WHAT YOU ARE ASKED TO DO: Can you copy the listing below from its first line through the line holding "72L134 95L116 102L68", inclusive, reproducing each line precisely and omitting any pictures?

--

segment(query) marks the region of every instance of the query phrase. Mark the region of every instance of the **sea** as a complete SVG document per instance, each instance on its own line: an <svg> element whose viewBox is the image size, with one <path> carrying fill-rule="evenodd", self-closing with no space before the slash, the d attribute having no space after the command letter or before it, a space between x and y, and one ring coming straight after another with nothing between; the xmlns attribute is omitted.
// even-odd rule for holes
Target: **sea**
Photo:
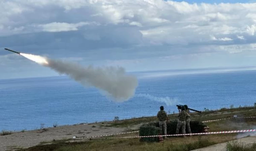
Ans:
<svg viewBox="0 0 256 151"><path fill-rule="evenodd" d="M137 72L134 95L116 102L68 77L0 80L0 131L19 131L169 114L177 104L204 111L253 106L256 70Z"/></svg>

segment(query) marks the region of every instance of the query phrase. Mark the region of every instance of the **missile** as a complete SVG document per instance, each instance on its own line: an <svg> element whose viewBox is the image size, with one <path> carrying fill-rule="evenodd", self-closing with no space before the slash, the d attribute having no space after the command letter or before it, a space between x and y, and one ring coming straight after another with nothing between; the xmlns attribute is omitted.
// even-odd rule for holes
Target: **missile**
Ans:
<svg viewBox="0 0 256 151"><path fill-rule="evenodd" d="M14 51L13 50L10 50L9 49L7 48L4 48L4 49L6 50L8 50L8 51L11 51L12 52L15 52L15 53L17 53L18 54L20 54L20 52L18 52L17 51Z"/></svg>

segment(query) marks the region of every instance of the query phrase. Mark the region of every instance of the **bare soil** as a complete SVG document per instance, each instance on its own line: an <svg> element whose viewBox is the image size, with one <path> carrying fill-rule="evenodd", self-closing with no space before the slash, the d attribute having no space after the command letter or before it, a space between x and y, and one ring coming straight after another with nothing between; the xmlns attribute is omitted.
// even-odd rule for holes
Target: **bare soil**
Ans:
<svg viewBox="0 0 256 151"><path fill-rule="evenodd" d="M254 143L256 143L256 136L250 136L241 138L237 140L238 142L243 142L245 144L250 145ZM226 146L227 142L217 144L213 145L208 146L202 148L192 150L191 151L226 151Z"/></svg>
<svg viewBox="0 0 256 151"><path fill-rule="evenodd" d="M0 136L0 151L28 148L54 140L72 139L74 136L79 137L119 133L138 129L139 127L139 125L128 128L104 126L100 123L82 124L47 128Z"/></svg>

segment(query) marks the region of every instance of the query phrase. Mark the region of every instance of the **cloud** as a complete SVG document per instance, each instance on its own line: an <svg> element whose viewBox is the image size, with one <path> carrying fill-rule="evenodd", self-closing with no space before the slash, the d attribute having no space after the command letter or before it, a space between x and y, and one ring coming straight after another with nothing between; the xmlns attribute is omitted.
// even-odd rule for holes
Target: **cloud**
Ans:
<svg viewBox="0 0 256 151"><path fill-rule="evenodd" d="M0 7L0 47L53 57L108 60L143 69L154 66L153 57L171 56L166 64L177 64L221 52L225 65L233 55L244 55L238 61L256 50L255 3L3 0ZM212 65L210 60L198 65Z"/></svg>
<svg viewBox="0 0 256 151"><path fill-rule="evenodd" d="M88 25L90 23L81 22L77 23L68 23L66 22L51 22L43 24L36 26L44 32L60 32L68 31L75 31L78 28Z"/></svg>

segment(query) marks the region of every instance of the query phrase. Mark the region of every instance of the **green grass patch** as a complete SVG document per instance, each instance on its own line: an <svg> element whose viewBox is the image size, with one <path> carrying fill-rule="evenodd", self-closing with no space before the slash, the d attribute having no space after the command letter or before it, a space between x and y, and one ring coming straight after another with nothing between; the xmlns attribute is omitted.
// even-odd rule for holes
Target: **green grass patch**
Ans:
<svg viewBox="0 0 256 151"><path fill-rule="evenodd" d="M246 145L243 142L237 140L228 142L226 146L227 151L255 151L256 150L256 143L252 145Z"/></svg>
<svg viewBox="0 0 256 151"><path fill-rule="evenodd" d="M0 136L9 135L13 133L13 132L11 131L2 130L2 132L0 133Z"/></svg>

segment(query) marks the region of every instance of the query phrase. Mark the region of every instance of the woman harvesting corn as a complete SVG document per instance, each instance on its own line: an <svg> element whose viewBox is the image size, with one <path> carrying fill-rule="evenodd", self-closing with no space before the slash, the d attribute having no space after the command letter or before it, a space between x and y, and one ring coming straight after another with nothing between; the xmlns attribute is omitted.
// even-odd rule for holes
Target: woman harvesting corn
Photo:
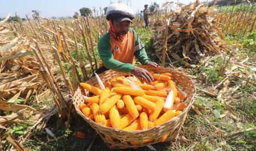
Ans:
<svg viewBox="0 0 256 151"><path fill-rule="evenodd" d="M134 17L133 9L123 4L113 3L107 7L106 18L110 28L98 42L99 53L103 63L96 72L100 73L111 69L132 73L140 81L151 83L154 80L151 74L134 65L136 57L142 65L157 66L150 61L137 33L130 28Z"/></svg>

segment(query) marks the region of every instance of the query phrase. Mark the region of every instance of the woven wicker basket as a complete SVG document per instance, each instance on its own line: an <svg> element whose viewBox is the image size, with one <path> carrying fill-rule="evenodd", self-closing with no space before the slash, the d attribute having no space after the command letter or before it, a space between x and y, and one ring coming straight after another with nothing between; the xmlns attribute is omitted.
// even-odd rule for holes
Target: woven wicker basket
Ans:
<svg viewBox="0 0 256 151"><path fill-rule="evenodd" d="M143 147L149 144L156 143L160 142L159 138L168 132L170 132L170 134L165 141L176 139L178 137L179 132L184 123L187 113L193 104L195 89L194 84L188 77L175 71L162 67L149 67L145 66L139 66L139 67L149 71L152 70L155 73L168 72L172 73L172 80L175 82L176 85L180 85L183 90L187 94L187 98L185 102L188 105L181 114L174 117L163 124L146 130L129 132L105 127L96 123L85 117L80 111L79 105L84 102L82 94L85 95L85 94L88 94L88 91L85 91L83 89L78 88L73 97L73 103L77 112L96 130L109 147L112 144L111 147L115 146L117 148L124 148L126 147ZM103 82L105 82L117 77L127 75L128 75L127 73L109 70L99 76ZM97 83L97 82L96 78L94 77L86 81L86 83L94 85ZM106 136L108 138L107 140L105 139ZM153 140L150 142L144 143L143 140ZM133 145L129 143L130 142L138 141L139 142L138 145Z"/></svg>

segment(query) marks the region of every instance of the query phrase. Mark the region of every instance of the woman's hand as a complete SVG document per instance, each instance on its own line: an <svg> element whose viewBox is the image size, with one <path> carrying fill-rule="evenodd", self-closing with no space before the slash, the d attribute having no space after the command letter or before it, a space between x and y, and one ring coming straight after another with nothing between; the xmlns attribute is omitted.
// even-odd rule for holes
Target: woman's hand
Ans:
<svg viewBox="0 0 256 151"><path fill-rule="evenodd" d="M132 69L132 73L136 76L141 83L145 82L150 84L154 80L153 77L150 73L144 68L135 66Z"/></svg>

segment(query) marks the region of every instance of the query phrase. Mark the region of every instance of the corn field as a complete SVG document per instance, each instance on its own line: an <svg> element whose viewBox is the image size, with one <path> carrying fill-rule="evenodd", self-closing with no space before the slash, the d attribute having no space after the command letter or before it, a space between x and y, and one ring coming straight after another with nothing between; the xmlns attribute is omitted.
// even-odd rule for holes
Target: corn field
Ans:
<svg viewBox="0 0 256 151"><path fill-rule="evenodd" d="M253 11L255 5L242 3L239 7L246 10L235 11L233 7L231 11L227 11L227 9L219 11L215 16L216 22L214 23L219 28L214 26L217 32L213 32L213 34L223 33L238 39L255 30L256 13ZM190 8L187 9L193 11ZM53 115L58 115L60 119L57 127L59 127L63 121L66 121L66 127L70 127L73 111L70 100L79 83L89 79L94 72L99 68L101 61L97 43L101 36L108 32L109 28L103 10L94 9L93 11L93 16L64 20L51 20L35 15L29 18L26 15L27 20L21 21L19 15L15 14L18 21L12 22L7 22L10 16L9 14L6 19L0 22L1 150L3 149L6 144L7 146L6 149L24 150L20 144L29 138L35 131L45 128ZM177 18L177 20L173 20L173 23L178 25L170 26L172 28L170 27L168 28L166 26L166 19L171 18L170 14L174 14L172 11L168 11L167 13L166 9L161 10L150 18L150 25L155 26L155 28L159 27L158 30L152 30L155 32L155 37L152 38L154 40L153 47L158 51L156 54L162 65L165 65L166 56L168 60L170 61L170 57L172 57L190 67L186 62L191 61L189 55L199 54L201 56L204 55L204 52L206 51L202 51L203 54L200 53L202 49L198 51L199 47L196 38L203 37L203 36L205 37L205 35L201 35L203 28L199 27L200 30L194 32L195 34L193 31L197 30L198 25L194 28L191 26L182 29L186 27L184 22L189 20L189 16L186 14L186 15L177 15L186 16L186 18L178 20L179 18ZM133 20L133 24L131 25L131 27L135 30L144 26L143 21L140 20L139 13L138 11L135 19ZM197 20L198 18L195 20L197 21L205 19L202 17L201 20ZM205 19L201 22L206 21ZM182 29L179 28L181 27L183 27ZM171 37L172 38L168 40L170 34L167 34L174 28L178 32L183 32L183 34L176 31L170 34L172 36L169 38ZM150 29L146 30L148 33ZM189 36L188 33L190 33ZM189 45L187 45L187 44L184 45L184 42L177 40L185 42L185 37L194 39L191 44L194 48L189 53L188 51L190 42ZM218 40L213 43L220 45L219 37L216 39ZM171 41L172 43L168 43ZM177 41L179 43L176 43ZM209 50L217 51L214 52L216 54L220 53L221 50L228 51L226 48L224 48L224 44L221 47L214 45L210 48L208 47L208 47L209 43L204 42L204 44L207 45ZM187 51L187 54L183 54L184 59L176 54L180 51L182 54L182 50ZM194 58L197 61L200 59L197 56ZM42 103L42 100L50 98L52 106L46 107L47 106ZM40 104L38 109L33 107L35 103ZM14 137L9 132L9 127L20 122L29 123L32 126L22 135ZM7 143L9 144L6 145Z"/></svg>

--

TASK SOLUTION:
segment(query) marks the region of every instance of the query phrase. Mark the region of every instance of the **sea** as a complete SVG document per instance, each instance on its own line: an <svg> element whose viewBox is the image size, with one <path> carrying fill-rule="evenodd", self-closing with no space before the slash, the d attribute having no space after the command letter or before it, a space between x and y, and one ring coming straight after another with nothing between; the xmlns attribute is omitted.
// even-odd rule for holes
Target: **sea**
Photo:
Ans:
<svg viewBox="0 0 256 151"><path fill-rule="evenodd" d="M137 72L134 95L116 102L68 77L0 80L0 131L19 131L169 114L177 104L204 111L253 106L256 70Z"/></svg>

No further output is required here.